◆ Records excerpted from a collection
* Start *

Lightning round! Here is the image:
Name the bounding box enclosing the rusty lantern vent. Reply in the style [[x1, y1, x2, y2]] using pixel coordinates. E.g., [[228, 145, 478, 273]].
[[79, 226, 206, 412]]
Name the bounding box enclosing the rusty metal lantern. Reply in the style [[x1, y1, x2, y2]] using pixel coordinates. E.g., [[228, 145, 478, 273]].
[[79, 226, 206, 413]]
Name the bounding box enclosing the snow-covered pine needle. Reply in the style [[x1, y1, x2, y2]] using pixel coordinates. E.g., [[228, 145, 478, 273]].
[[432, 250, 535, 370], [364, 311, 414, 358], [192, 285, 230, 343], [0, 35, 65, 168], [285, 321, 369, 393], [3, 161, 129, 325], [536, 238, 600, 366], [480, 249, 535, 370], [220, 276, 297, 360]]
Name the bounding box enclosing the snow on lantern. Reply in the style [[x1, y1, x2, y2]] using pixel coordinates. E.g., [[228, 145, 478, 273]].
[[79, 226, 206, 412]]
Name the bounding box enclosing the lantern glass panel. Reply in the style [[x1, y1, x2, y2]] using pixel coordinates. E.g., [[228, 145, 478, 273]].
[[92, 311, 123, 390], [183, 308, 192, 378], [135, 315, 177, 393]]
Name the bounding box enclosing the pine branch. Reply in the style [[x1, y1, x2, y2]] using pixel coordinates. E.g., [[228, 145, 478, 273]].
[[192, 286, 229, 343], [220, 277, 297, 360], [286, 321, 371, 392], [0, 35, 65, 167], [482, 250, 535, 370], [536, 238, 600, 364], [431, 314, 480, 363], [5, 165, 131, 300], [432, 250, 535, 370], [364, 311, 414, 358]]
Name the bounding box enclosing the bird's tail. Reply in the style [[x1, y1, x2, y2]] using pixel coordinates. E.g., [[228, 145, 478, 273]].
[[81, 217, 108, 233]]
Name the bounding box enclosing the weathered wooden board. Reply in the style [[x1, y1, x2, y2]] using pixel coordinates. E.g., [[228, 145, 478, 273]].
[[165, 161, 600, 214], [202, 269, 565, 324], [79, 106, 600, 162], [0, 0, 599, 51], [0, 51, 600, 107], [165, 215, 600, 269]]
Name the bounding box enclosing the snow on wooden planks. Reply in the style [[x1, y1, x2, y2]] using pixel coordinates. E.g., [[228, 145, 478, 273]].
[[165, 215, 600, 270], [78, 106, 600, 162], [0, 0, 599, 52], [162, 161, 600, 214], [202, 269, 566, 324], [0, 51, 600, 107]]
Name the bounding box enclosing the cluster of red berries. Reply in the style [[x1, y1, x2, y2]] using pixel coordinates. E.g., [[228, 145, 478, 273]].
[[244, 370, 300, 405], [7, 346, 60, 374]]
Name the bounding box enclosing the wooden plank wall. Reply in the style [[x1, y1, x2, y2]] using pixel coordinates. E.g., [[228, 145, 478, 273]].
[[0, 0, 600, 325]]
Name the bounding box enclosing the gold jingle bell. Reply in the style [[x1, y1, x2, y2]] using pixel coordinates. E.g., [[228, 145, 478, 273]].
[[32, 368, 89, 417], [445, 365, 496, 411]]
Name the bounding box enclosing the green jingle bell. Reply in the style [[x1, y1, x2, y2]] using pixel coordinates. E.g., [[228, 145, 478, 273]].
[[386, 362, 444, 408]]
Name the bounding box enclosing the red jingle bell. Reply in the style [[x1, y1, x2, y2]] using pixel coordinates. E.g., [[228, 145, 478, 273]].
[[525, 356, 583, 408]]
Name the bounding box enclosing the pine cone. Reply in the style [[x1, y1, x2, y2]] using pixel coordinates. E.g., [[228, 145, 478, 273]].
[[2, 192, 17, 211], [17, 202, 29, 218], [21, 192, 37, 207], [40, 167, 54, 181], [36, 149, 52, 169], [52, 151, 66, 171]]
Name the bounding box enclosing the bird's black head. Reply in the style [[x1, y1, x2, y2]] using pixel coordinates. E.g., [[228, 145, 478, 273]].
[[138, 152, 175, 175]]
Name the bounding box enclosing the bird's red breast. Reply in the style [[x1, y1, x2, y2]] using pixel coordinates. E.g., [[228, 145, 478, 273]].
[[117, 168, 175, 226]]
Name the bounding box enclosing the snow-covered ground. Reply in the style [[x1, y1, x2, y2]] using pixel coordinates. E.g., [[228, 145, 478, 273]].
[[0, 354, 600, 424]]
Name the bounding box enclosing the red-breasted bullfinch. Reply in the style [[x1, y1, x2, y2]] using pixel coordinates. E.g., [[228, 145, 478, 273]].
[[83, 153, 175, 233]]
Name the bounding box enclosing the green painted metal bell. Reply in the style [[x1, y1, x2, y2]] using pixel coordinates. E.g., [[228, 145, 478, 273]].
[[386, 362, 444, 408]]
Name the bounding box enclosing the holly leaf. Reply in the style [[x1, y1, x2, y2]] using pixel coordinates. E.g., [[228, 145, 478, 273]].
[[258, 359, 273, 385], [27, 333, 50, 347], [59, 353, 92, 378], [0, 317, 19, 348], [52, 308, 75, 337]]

* End *
* Start *

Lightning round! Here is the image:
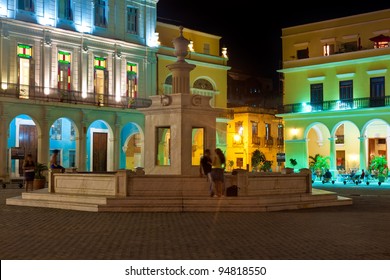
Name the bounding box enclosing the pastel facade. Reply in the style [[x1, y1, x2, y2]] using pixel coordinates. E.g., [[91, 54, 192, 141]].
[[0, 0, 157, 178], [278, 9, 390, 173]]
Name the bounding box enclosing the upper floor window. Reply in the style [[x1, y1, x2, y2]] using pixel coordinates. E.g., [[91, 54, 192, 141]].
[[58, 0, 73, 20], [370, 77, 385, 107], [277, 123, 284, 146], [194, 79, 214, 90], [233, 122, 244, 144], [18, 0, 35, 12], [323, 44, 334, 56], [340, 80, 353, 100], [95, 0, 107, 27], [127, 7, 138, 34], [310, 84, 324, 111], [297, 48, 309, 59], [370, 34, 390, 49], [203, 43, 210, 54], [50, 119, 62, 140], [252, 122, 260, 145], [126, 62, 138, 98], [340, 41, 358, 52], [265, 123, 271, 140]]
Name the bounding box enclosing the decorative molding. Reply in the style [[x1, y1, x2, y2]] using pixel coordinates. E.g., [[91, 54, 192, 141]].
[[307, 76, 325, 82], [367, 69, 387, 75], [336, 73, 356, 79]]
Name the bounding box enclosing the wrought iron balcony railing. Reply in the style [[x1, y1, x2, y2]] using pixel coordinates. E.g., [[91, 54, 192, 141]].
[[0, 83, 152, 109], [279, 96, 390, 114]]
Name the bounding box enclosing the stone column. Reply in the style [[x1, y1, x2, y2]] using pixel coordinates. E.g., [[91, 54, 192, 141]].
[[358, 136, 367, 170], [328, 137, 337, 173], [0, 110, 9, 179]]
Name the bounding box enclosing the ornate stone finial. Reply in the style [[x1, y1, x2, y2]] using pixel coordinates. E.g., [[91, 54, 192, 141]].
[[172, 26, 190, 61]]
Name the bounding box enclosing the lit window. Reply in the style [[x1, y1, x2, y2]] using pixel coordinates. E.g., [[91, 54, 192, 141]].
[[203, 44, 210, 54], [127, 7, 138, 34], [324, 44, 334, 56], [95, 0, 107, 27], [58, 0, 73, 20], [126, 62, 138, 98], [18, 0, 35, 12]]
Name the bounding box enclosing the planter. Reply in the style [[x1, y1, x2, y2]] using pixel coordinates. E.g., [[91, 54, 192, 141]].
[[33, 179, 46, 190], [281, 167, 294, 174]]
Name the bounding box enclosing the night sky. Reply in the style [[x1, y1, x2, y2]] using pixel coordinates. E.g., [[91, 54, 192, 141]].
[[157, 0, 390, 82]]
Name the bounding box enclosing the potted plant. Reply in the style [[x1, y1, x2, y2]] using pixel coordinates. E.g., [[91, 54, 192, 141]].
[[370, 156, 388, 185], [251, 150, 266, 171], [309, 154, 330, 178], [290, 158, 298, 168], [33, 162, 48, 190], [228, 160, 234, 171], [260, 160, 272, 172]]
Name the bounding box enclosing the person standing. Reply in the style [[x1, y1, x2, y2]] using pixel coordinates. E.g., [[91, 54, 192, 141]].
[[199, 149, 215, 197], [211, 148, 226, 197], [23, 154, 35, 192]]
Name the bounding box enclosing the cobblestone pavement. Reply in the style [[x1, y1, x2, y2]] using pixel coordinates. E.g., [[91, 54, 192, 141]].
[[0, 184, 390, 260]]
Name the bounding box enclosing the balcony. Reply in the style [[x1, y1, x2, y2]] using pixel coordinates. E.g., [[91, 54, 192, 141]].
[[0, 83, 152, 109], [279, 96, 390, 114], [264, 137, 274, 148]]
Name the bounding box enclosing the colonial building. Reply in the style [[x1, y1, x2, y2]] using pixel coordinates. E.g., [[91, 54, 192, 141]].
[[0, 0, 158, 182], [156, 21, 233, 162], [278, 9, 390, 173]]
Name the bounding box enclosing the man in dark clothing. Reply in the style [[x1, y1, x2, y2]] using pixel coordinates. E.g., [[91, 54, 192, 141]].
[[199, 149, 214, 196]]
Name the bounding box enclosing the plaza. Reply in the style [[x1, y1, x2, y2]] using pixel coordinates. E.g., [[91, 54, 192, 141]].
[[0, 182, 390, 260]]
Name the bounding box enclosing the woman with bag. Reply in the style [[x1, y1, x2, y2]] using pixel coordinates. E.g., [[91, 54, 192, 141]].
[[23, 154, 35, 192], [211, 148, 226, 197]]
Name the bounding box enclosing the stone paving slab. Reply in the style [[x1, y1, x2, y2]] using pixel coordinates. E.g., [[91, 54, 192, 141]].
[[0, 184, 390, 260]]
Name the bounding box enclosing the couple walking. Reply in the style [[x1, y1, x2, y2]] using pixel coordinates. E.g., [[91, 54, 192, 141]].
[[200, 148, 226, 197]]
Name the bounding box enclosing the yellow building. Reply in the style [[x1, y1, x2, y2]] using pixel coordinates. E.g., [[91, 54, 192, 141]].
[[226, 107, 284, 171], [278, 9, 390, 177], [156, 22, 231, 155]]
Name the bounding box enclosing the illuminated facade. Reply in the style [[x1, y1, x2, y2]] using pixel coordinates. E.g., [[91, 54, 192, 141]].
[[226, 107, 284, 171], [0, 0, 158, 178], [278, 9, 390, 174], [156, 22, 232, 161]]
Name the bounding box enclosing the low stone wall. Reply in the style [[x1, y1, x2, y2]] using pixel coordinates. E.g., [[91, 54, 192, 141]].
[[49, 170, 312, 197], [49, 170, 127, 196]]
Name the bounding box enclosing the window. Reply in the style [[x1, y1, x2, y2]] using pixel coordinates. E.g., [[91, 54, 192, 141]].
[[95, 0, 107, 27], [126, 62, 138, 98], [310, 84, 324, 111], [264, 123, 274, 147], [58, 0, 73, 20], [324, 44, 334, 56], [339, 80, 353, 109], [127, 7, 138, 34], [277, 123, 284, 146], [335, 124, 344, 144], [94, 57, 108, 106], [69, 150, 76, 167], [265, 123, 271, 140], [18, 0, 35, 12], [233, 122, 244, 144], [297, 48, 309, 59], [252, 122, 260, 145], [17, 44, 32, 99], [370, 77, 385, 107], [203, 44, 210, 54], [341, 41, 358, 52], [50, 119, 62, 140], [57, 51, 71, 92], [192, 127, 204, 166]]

* End *
* Start *

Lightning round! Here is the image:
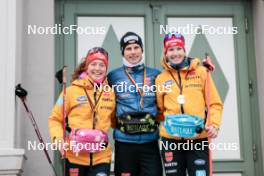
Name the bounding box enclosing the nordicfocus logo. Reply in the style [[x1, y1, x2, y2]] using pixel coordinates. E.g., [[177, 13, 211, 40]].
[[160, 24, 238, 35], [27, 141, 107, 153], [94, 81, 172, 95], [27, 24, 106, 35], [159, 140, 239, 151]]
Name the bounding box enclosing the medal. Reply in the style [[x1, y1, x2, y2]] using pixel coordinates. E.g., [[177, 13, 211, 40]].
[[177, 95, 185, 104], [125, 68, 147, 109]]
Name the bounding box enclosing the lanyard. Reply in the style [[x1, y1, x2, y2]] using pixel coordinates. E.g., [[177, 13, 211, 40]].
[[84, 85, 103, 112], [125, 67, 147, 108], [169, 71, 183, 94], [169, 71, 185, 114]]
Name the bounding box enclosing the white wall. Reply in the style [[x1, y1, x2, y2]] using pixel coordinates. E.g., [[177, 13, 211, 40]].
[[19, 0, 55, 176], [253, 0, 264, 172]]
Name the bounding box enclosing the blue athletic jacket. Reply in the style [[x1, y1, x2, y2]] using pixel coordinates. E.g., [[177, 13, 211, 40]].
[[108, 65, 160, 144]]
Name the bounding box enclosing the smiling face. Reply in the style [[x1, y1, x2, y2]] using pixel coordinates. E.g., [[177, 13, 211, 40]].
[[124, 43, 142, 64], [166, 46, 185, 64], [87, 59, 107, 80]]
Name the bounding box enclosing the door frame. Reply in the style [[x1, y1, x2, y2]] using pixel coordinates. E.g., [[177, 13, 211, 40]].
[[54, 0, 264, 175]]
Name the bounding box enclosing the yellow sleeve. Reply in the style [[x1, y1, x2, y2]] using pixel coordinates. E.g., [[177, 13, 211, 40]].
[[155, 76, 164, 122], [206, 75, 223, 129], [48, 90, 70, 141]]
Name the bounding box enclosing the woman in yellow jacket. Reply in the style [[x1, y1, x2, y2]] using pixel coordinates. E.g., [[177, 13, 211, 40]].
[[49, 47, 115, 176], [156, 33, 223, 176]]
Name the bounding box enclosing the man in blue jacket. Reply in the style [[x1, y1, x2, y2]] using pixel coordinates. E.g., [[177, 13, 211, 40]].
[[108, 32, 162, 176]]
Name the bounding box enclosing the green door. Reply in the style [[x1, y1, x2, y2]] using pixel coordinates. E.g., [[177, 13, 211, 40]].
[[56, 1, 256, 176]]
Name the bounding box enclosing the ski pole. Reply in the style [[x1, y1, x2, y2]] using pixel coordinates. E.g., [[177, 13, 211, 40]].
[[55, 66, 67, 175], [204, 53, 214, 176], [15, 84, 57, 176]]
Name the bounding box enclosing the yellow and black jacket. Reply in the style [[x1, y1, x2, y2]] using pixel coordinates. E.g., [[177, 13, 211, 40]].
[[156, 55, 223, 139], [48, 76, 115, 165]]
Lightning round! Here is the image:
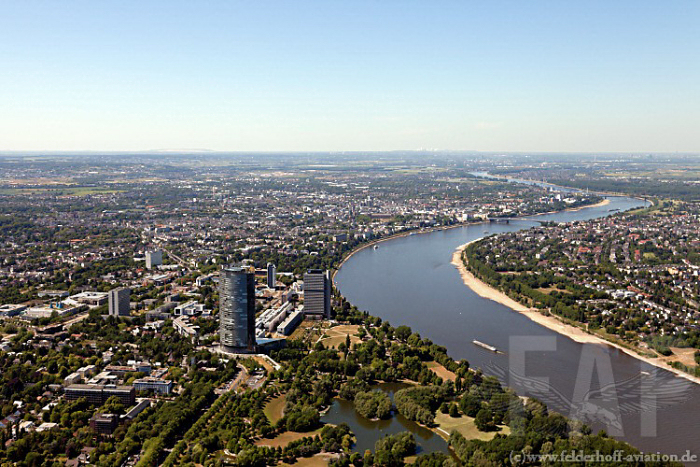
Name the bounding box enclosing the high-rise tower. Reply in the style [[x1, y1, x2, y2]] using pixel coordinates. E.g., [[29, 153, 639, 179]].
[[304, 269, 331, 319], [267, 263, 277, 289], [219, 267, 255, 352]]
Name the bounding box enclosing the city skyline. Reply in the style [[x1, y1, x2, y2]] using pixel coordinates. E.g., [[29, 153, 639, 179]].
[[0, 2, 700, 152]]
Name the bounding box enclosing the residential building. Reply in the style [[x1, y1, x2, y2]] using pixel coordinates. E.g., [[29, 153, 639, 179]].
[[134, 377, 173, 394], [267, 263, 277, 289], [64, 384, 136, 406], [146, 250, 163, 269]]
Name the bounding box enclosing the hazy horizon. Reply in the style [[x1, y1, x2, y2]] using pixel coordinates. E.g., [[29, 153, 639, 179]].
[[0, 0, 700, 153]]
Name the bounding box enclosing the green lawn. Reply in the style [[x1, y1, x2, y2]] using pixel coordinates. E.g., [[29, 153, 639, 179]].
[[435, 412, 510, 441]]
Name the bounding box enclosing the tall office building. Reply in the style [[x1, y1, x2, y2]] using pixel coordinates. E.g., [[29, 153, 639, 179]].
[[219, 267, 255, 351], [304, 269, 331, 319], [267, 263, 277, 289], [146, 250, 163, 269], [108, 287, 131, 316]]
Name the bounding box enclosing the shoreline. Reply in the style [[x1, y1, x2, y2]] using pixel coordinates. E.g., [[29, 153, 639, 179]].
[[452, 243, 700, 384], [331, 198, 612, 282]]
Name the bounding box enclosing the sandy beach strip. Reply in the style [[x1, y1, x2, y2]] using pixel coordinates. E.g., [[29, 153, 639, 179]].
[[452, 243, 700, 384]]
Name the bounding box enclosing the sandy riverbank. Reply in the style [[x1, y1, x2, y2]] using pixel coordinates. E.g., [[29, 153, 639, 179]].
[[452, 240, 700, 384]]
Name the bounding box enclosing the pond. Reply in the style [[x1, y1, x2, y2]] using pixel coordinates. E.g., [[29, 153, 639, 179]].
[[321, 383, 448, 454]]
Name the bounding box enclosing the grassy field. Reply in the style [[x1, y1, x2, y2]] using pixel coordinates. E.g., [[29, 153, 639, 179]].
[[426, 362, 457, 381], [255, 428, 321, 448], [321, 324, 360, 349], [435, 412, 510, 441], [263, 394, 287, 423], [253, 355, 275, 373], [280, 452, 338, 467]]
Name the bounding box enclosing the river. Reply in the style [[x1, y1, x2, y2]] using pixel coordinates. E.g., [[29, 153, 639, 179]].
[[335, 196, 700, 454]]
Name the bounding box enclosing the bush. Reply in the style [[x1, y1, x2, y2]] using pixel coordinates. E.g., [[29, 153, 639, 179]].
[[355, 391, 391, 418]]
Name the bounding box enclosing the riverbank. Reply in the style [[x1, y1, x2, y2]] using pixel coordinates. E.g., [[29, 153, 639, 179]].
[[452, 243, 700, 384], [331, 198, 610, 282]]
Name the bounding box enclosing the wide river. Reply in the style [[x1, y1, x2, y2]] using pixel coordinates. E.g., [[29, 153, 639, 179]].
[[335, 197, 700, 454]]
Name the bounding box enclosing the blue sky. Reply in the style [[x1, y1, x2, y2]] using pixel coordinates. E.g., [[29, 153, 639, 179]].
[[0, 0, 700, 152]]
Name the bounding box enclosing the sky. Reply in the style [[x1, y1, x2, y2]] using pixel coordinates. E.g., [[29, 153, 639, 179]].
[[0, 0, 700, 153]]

* End *

◆ Written task
Arrange the lines of the listing above as a JSON list of strings, one string per line and blank lines omitted. Include only the part that opens with the line containing "Name the bounding box enclosing the decorative" and closes with the line containing "[[0, 83, 152, 109], [279, 96, 390, 114]]", both of those lines included.

◆ Complete response
[
  "Name the bounding box enclosing the decorative molding. Reply in the style [[x1, y1, x2, y2]] using pixel coordinates. E.g., [[91, 54, 192, 141]].",
  "[[307, 76, 325, 82], [367, 69, 387, 75], [336, 73, 356, 79]]",
  "Name the bounding box enclosing the wrought iron balcony railing. Reply in the style [[x1, y1, x2, y2]] using pixel coordinates. E.g., [[91, 54, 192, 141]].",
  "[[0, 83, 152, 109], [279, 96, 390, 114]]"
]